[Required action]: Word for word, restate all of the entries.

[Source data]:
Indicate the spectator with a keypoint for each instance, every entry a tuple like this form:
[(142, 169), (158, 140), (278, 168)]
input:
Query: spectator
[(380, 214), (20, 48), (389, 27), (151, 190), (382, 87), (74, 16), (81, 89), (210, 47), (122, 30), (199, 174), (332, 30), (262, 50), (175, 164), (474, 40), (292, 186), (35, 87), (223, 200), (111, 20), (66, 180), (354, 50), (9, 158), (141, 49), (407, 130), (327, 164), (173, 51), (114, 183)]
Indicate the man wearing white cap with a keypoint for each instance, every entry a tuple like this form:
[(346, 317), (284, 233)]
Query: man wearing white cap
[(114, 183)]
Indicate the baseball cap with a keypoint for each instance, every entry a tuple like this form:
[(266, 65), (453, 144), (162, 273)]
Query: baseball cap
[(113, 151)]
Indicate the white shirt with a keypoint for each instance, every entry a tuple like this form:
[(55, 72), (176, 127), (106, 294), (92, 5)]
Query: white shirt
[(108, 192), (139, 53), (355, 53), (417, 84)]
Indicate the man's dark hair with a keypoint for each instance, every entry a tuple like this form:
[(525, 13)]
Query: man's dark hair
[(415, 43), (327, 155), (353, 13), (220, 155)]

[Written answer]:
Indicate the spectator with a keypoint for each instance, every entry a tuple like this form:
[(142, 169), (158, 140), (278, 168)]
input:
Query: spectator
[(380, 214), (20, 48), (389, 27), (151, 190), (382, 87), (74, 16), (81, 89), (210, 47), (122, 30), (199, 174), (332, 30), (262, 50), (175, 164), (474, 40), (292, 186), (35, 87), (223, 200), (111, 20), (66, 180), (354, 50), (9, 158), (141, 49), (407, 130), (327, 164), (173, 51), (114, 183)]
Indicate the man wearing white cap with a keypoint for each instance, every entry a tuple like this form:
[(346, 317), (284, 233)]
Query: man wearing white cap
[(114, 183)]
Indicate the baseball cap with a keypoint for each instance, every entry a tuple like this form:
[(266, 65), (453, 144), (162, 273)]
Query: baseball cap
[(113, 151)]
Indicate the white shirt with a keypoint for each instance, every entry a tuple like this form:
[(55, 72), (176, 127), (106, 294), (92, 5)]
Query: white shirt
[(108, 192), (139, 53), (355, 53), (417, 84)]
Indicate the man's dark hair with a keypoint for each instance, every entry a tuple like this form:
[(525, 13)]
Query: man's dark hair
[(415, 43), (327, 155), (353, 13), (220, 155)]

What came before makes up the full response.